Input below:

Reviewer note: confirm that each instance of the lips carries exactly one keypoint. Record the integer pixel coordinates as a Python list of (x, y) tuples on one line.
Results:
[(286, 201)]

End of Input.
Input below:

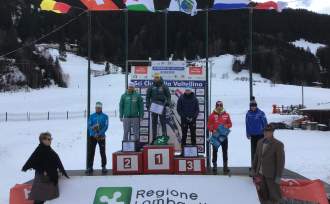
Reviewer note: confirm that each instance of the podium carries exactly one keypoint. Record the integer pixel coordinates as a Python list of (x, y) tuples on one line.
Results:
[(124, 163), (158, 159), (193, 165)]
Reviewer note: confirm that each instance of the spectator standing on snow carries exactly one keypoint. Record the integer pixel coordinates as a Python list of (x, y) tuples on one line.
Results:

End of Input.
Input below:

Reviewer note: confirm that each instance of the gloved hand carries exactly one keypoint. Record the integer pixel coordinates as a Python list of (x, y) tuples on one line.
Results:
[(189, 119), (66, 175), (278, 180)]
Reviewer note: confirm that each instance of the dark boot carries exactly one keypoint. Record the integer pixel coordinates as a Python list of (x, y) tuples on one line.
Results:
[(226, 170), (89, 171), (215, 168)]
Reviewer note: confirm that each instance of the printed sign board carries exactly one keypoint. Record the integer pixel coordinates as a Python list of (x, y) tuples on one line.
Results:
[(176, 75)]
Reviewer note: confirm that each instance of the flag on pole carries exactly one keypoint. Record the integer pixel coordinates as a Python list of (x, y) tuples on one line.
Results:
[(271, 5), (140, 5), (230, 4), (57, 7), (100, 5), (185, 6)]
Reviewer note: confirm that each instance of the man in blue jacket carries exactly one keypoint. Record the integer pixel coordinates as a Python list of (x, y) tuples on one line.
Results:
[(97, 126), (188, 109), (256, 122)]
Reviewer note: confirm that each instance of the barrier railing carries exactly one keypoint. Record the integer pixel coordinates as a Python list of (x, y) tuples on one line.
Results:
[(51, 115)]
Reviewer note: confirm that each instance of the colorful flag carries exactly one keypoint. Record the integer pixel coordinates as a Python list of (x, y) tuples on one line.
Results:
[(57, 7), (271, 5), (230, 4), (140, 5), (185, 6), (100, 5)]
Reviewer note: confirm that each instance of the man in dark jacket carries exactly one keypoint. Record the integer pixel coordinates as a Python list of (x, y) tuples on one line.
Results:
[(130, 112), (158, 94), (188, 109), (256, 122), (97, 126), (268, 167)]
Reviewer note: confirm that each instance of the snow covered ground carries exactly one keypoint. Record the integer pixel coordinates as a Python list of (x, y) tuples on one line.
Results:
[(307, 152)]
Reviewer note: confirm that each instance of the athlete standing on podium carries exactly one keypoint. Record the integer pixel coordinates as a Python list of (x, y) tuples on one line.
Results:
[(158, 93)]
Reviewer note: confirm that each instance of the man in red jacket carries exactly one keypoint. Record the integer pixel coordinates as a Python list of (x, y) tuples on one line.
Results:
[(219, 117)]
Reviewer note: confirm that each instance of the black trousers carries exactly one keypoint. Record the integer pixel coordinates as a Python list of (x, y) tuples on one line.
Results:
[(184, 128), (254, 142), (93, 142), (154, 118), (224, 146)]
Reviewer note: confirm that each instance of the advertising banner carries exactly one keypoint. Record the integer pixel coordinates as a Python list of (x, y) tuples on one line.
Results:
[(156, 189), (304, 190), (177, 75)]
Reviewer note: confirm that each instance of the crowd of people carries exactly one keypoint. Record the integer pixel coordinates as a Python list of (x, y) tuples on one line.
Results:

End of Input.

* Directions for this task: Every line in the data above that includes the word "flag" should be copied.

* Output for this exercise:
Reviewer note: confirm that each instance of the flag on pole carries exactly one keypoint. Record the integer pixel coordinates as a Python list of (x, y) tuples on one line.
Reviewer note: confirm that each instance of the colorful flag carries exactly one keypoint. Record the integer pixel coordinates as a Python list of (x, y) tuples on one line.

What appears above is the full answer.